## Sorular ve Görevler
(A) Metin bölümüne göre bir kişi ortalama kaç kişiyi enfekte edebilir?
(B) Lütfen kamu yararı ve hak kısıtlamalarını ele alan metin bölümünü, son cümlesinden sonrasıyla sürdürün.

Peki ne gibi hallerde hak ve özgürlüklerin kamu yararı uyarınca kısıtlanmasına gidilebilir? Güncel bir örnek ile açıklamak gerekirse; ülkemizin ve dünyanın içinde bulunduğu olağanüstü koşullardan 7’den 70’e her birimiz haberdarız, Dünya Sağlık Örgütü tarafından pandemi olduğu belirlenen koronavirus salgını tüm dünyayı olduğu gibi ülkemizi de tehdit etmektedir. Normal şartlarda; olağanüstü hallere, sokağa çıkma yasaklarına karşı çıkan avukatlar; bu günlerde adeta sokağa çıkma yasağı gelsin diye bas bas bağırmaktadır. Çünkü; dünyada tüm bilim insanları, insanların sokakta olmasının tüm dünyadaki insanları tehdit edeceğini ve bir kişinin ortalama 15 kişiyi enfekte edebileceğini belirtmektedir. Yani 1 kişinin seyahat hakkı ve özgürlüğü; 15 kişinin yaşam hakkını ihlal edecektir. Kamu yararı ve kamu sağlığı gözetildiği vakit; sokağa çıkma yasağı ilan edilerek kişilerin bir süreliğine; seyahat, çalışma ve benzeri özgürlüklerinin kısıtlanması; birçok kişinin yaşam hakkını koruyacağından böyle bir kısıtlama doğru ve gereklidir. Tabi bunun gerçekleşebilmesi için devletlerin yükümlülüklerini yerine getirmesi ve sosyal devlet ilkesini uygulaması gerekecektir. En başında belirttiğim üzere; devlet, bireyin kendisine teslim ettiği “hakkını koruma ve savunma hakkını” birey için kullanmalıdır. Bireylerin yaşam hakkını korumak da devletin en önemli en birincil görevidir.

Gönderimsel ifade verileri
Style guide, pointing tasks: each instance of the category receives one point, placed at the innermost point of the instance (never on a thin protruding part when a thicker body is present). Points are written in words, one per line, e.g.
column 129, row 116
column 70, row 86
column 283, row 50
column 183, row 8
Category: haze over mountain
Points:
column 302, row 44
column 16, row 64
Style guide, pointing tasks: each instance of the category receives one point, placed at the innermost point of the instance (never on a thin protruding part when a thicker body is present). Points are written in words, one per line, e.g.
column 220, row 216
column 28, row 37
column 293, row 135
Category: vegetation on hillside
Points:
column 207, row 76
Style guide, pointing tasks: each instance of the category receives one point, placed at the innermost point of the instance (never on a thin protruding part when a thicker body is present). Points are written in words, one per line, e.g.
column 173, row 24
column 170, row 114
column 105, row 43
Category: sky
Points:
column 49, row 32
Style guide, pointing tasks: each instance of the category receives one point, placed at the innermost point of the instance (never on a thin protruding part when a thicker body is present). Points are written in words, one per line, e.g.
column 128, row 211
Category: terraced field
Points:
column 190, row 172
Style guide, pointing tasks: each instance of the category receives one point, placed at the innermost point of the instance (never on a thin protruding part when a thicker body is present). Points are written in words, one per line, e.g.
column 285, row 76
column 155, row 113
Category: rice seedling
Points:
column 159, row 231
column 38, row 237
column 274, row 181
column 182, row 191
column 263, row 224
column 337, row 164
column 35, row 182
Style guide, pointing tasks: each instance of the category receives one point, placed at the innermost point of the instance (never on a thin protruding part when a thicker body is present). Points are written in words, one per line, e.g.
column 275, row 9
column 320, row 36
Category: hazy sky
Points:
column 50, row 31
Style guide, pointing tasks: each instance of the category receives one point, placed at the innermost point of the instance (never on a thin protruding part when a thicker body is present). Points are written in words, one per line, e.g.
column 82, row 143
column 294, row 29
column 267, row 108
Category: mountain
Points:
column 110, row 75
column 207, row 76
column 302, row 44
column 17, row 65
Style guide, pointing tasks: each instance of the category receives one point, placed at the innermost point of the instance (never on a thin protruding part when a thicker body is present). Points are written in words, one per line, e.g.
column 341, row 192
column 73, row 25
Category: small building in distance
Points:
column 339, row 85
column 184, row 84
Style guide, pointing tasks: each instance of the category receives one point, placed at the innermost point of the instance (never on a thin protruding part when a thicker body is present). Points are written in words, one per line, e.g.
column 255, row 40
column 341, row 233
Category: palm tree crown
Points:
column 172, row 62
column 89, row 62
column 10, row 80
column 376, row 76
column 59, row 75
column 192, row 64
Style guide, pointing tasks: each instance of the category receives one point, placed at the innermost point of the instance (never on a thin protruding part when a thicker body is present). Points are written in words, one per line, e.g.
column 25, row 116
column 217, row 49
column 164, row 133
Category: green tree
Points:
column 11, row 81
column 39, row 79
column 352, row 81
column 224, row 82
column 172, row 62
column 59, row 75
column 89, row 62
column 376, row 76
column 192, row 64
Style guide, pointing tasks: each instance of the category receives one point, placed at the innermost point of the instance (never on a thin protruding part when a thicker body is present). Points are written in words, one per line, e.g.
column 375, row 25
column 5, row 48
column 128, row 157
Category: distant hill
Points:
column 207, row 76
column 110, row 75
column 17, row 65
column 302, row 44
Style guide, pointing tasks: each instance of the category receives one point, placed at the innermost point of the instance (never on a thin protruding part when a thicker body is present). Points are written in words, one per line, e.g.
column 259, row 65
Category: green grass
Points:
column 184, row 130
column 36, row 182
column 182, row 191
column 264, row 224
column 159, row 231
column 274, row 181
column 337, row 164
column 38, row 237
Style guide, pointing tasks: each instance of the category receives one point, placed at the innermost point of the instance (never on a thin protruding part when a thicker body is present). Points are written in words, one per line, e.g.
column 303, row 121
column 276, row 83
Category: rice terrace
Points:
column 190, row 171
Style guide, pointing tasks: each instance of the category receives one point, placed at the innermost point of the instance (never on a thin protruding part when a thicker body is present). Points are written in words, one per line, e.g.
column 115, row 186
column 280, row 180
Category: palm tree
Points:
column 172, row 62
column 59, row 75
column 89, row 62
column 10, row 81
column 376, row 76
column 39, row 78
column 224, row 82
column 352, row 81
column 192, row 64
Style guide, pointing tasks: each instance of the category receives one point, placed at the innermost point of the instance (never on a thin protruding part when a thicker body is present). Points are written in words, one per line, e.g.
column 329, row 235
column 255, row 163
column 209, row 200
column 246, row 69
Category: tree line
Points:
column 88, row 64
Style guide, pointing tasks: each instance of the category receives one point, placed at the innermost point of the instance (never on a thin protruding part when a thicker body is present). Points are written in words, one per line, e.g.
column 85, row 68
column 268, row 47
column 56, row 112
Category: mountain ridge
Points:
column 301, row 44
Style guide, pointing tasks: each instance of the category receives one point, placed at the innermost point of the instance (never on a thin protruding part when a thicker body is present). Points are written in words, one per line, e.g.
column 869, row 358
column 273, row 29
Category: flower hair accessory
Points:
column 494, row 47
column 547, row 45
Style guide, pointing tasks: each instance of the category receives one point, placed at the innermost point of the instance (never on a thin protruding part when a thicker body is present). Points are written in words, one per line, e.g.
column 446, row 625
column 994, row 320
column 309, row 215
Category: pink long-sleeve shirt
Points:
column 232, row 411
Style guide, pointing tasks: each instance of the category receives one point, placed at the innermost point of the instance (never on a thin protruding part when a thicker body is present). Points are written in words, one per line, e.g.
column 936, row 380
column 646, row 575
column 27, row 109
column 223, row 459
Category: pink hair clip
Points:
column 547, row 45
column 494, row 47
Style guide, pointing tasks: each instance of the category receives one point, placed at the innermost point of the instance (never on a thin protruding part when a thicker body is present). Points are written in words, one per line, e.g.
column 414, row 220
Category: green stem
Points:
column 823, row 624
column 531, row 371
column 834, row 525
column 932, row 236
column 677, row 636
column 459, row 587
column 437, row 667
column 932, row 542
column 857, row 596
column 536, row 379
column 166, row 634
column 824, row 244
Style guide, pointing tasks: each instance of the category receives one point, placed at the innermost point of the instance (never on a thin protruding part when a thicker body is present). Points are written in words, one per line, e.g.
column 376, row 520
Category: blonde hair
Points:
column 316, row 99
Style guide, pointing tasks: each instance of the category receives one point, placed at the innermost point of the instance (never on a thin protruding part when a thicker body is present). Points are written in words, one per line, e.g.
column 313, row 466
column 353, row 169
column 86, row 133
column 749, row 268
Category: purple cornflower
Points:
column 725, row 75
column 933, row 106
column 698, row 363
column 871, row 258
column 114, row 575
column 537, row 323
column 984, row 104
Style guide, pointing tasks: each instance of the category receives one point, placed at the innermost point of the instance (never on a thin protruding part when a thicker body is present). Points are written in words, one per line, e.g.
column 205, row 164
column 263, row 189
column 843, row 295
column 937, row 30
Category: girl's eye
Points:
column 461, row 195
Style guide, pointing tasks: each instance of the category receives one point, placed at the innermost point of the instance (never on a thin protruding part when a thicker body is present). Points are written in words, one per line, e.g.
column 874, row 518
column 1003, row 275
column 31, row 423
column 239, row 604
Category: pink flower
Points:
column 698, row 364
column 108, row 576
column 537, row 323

## Yazılı Yanıtlarınız
(A) Ortalama 15 kişiyi enfekte edebilir.

(B)
Sonuç olarak, hukuk kelimesinin kökü haktır, hakkın çoğuluna hukuk denir, aynı zamanda haklarımızı koruyan tüm kurallara da hukuk adı verilir. Hukuk ve hak kavramları bireyi birey yapan en önemli somut değerlerdir, özgürlükler de keza bir o kadar önemlidir. Bireyin hakkını koruma hakkı bir üst akıl olan devlete teslim edildiğinden kişilerin hakkını korumak ve hukuk düzenini sağlamak devletin en temel ve en önemli görevidir. Bu nedenledir ki; hak ve özgürlüklerin kısıtlanması yine devlet tarafından kamu yararı uyarınca elzem durumlarda mümkün olabilmektedir. Bu nedenle toplumumuzdaki tüm bireylerin yaşama hakkını koruma amacıyla özellikle günümüzdeki pandemi şartlarında bu şekilde bir kısıtlamaya gidilmesi; devletin en önemli yükümlülüğü olacaktır.